EXTRAIT DU TEXTE:
▼

Si leurs parcours professionnels diffèrent, ils partagent la même vision du métier : la transmission. À travers leur art, Tevairai et Eli M naviguent entre les racines de leur culture locale et les inspirations internationales, et font vivre le tatouage polynésien à travers des trajectoires géographiques et personnelles distinctes.

Lors du dernier Tahiti Tattoo Fest, Tevairai Hargous, 33 ans, était le plus jeune tatoueur utilisant la technique ancestrale du tap-tap. Une méthode qu’il a apprise auprès de Roonui Anania lui-même. L’un des trois mousquetaires du tatouage aux côtés de Chimé et Purotu, Roonui compte parmi les tatoueurs polynésiens les plus réputés. « Je l’ai rencontré lors de mes études au Canada. Il a vu que je savais dessiner et comme il cherchait un assistant, il m’a engagé. J’ai eu la chance d’apprendre un métier avec lui pendant deux ans. C’était mon université de tatouage », raconte Tevairai, fièrement. Grâce à cette rencontre, il ne deviendra donc pas un architecte comme l’auraient souhaité ses parents.

▲

DONNÉES EXTRAITES:
▼

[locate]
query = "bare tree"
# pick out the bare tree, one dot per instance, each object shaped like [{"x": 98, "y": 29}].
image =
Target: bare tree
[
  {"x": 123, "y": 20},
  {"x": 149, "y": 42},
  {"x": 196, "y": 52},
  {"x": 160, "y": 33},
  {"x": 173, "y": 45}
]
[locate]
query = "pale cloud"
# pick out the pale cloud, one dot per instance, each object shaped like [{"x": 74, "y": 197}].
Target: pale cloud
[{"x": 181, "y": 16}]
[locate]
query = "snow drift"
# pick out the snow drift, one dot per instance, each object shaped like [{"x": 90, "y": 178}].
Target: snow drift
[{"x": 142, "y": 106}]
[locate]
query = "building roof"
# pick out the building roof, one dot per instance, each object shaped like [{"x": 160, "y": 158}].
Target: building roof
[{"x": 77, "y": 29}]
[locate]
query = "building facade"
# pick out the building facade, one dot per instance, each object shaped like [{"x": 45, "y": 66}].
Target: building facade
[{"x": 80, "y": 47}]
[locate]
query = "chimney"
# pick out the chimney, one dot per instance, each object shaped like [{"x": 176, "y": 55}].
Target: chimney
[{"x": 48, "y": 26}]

▲

CONSIGNES:
1. Extrayez du texte sur le tatouage polynésien le passage qui commence à « Lors du dernier » et se termine à « souhaité ses parents. ».
2. D'après le texte sur le tatouage polynésien, auprès de qui Tevairai Hargous a-t-il appris la technique du tap-tap ?
3. Poursuivez le texte sur le tatouage polynésien après sa dernière phrase.

RÉPONSES:
1.
Lors du dernier Tahiti Tattoo Fest, Tevairai Hargous, 33 ans, était le plus jeune tatoueur utilisant la technique ancestrale du tap-tap. Une méthode qu’il a apprise auprès de Roonui Anania lui-même. L’un des trois mousquetaires du tatouage aux côtés de Chimé et Purotu, Roonui compte parmi les tatoueurs polynésiens les plus réputés. « Je l’ai rencontré lors de mes études au Canada. Il a vu que je savais dessiner et comme il cherchait un assistant, il m’a engagé. J’ai eu la chance d’apprendre un métier avec lui pendant deux ans. C’était mon université de tatouage », raconte Tevairai, fièrement. Grâce à cette rencontre, il ne deviendra donc pas un architecte comme l’auraient souhaité ses parents.

2. Auprès de Roonui Anania.

3.
Après avoir tenté une brève aventure professionnelle à Tahiti, l’homme a choisi de vivre et de travailler en Espagne, loin de son île natale. En Europe, il a perfectionné son art du tatouage traditionnel auprès d’autres maîtres, notamment le Néo-zélandais Brent McCown ou encore Vatea Labbeyi. « La méthode traditionnelle était ma porte d’entrée à Barcelone », admet-il.

Désormais, il tient sa boutique Porinetia Tatau dans la capitale catalane et fait des conventions partout en Europe, à Paris, Berlin ou encore Amsterdam. Il ne cache pas que pour rentrer dans ses frais, il tatoue essentiellement à la machine, notamment des motifs marquisiens. « Le tap-tap nécessite une bonne organisation et un « stretcher » qu’il faut payer. Cette méthode nous demande aussi plus de précision et de technique. Mais il est nécessaire de se la réapproprier. C’est notre devoir pour faire perdurer la tradition », insiste Tevairai, participant activement à la promotion de ce savoir-faire ancestral à l’étranger. Ses clients « du monde entier » souhaitent un tatouage réalisé par un Polynésien « pour raconter une histoire ».

« Aujourd’hui, le milieu est très ouvert »

Eli M. (qui préfère taire son nom de famille), 32 ans, est, elle aussi, une conteuse d’histoires humaines. Il est d’ailleurs impossible, selon elle, de faire ce métier sans empathie. « On fait un peu psy, car souvent un tatouage marque une étape dans la vie des gens », glisse-t-elle.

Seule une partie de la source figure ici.